Ever since I saw the American release of Rumble in the Bronx, I’ve been in love with Asian films. So when the Los Angeles Pacific rolled around I got a chance to explore all kinds of new Asian films. Unfortunately the only representative from Hong Kong was Dragon, which I saw under the Chinese name Wu Xia at ActionFest. The only Thai offering, Headshot, conflicted with another screening and location. So I explored the latest in Korean, Japanese, Vietnamese and Taiwan cinema last week.
This collection of short films from Taiwanese filmmakers was my highlight of the L.A. Asian Pacific Film Festival. There was barely a dud in the bunch, which is a far better track record than prestigious collections like Paris Je t’aime and New York, I Love You. Standouts for me were Cheng Yu-Chieh’s Unwritten Rules, a comedy about filmmakers dealing with some political propaganda attached to their location, and Chung Mong-Hong’s Reverberation. Reverberation is a badass tale of revenge far more excessive than the initial insult. Then there’s something like Chu Yen-ping’s The Orphans which is an intentional downer about homeless special needs immigrants, but you get that out of the way fairly early on. Most of the shorts have a good twist and display the landscape of Taiwan, if nothing else.

» **CHALLENGE A**
Please reproduce the entries below word for word, starting at the line that contains "Wildlife-tally request: point out every instance of the concrete" and ending at the last line of the entries.

» **PROVIDED RECORDS**
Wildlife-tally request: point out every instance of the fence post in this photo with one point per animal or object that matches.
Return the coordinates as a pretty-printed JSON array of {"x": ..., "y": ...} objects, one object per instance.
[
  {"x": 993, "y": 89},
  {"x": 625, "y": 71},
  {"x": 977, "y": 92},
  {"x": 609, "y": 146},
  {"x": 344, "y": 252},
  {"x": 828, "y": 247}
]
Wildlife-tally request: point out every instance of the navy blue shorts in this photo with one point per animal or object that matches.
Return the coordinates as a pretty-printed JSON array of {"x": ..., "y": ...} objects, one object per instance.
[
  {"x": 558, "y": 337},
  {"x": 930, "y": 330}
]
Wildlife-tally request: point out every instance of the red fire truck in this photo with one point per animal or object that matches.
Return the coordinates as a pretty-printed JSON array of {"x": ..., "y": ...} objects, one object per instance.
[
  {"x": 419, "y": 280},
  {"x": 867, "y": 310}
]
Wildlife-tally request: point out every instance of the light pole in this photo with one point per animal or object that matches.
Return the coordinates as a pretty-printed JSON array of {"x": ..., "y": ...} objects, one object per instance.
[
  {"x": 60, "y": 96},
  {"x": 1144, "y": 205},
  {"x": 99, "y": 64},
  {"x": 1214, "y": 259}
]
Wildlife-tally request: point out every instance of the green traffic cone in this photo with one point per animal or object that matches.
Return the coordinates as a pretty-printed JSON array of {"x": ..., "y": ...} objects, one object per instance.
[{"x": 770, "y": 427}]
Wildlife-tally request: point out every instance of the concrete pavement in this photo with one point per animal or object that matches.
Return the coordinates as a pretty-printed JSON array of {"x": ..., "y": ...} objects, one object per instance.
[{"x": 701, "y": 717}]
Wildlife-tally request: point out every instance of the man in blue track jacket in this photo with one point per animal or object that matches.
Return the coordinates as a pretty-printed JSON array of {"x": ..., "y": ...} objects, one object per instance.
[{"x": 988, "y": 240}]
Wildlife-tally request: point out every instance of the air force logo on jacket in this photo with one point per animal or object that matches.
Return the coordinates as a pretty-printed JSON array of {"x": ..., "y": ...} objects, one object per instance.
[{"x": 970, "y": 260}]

» **CHALLENGE B**
Write out the part of the film festival review starting at "Ever since I" and ending at "cinema last week.", substituting "Asian cinema" for each "Asian films".

» **FULL OUTPUT A**
Wildlife-tally request: point out every instance of the concrete pavement in this photo with one point per animal or object that matches.
Return the coordinates as a pretty-printed JSON array of {"x": ..., "y": ...} objects, one object per instance.
[{"x": 701, "y": 717}]
Wildlife-tally request: point out every instance of the man in blue track jacket in this photo with one point per animal or object that matches.
Return the coordinates as a pretty-printed JSON array of {"x": ..., "y": ...} objects, one object per instance.
[{"x": 988, "y": 240}]
Wildlife-tally request: point out every instance of the air force logo on jacket in this photo with one point per animal or object that matches.
Return the coordinates as a pretty-printed JSON array of {"x": ..., "y": ...} objects, one object per instance.
[{"x": 970, "y": 260}]

» **FULL OUTPUT B**
Ever since I saw the American release of Rumble in the Bronx, I’ve been in love with Asian cinema. So when the Los Angeles Pacific rolled around I got a chance to explore all kinds of new Asian cinema. Unfortunately the only representative from Hong Kong was Dragon, which I saw under the Chinese name Wu Xia at ActionFest. The only Thai offering, Headshot, conflicted with another screening and location. So I explored the latest in Korean, Japanese, Vietnamese and Taiwan cinema last week.